▼

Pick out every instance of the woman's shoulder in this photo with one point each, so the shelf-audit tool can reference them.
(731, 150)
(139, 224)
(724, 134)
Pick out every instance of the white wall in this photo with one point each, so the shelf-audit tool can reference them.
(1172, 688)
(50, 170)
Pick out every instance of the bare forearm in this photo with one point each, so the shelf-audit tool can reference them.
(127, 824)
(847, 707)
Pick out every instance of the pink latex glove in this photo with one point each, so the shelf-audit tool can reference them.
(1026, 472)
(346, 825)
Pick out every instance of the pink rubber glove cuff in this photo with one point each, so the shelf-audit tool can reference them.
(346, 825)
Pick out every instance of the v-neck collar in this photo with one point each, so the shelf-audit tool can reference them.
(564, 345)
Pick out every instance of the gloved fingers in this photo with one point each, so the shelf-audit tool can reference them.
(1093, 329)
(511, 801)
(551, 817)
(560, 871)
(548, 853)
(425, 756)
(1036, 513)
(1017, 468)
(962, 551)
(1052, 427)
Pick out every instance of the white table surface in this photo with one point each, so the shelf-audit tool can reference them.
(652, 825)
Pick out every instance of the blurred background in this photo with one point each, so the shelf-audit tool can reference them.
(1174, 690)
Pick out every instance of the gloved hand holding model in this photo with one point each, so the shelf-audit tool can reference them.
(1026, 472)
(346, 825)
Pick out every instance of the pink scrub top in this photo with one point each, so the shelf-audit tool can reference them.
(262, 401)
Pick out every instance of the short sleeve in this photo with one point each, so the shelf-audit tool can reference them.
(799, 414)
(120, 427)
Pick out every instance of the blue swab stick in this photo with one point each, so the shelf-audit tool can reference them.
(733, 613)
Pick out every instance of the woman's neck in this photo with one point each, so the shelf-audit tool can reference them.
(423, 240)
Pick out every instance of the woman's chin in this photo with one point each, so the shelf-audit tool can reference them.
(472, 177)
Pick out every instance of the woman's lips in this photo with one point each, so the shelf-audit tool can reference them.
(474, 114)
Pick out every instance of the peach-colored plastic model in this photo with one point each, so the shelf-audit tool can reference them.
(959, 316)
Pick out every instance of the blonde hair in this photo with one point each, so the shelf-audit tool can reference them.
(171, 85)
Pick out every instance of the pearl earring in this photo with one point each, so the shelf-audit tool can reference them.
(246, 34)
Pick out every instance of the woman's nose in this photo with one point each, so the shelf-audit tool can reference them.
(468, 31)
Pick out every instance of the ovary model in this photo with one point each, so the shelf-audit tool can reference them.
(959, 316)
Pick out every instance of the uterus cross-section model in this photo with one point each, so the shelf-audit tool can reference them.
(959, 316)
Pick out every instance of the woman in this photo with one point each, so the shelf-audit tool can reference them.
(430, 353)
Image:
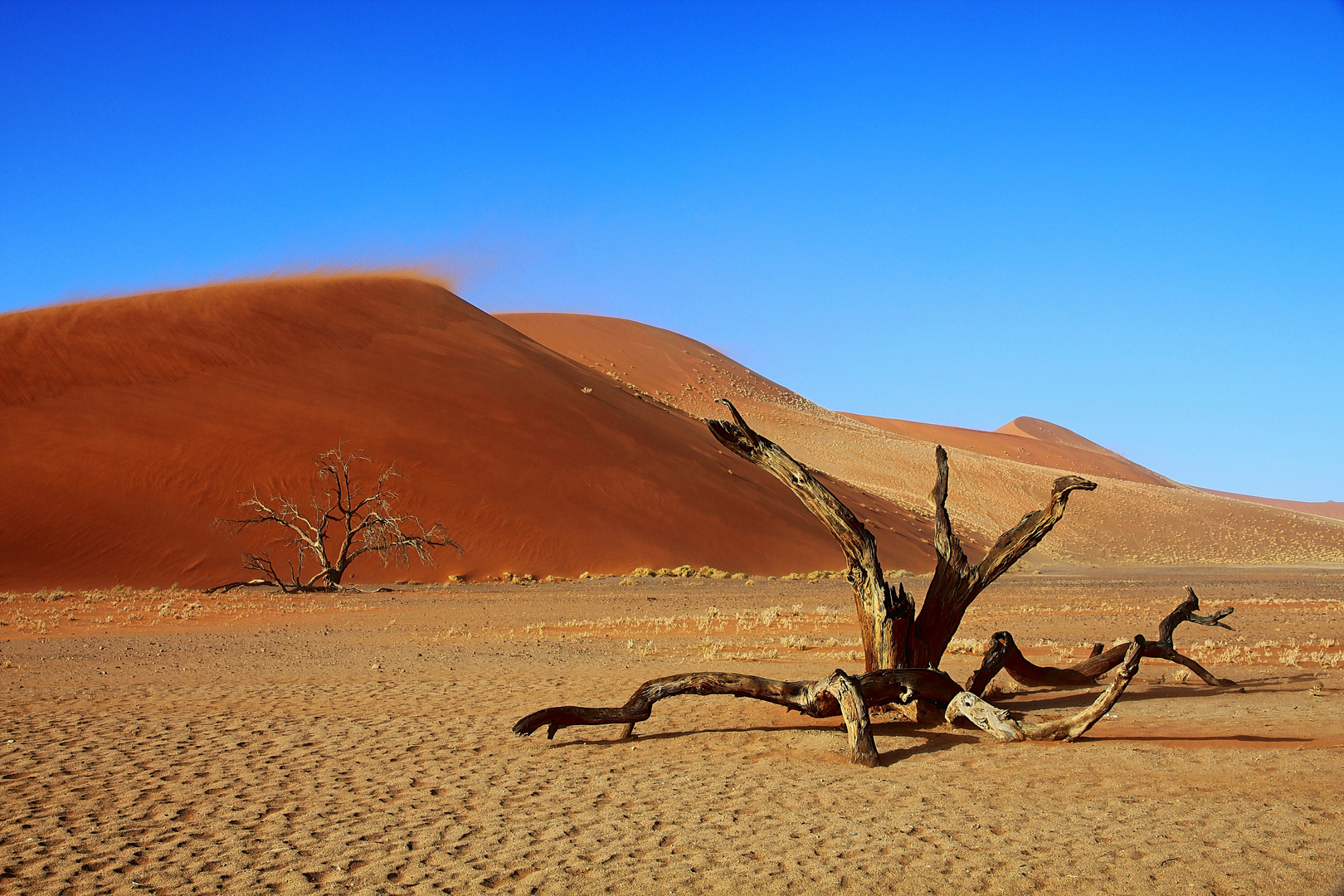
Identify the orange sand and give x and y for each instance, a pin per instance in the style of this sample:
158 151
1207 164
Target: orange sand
270 743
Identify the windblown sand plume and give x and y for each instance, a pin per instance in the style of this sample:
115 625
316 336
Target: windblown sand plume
129 423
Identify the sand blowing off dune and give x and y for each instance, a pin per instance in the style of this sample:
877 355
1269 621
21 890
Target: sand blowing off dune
130 423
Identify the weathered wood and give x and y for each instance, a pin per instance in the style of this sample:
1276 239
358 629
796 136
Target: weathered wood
346 520
836 694
884 613
901 653
847 692
968 705
1075 726
1004 655
992 719
956 581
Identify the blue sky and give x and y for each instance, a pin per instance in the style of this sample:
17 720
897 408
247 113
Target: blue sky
1122 218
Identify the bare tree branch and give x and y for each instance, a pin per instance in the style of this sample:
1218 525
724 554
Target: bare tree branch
368 524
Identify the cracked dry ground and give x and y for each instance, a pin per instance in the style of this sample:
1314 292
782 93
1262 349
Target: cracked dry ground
272 757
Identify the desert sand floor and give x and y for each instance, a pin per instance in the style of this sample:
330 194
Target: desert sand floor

▲

## EXERCISE DETAILS
Render the records above, from the start through the line containing "(1052, 427)", inclusive, as a two-column CSV with the header request,points. Give one row per request, with its text and its answer each in a single quoted field and line breaks replaced by spaces.

## OUTPUT BELOW
request,points
"Pick out every instance of the woman's shoulder in this photo with one point each, so the shelf-audit tool can reference them.","(731, 150) (139, 224) (724, 134)"
"Pick out every instance of the white wall in this photo with one point each, so the shelf-audit tool can reference them.","(1172, 688) (50, 170)"
"Pick out every instance of the bare forearm in this photo with one point each, so the shelf-audit tool can reference them.","(127, 824) (847, 707)"
"Pick out every instance of the pink latex glove in this photo with one point each, so the shelf-audit tool can reference them.","(1026, 472) (346, 825)"
"Pick out every instance of the pink rubber glove cuff in this photo with one point each, so the shelf-audit tool can reference them.","(346, 825)"
"Pick out every instance of the v-neck collar in this photo with one point each, so the shelf-audit tool can reference them.","(564, 345)"
"Pick out every instance of the gloved fingers in this photo with one point each, so the shelf-audit tool can reference them.","(1093, 329) (511, 801) (551, 817) (560, 871) (548, 853) (425, 756) (1036, 513) (1017, 468) (962, 551) (1052, 427)"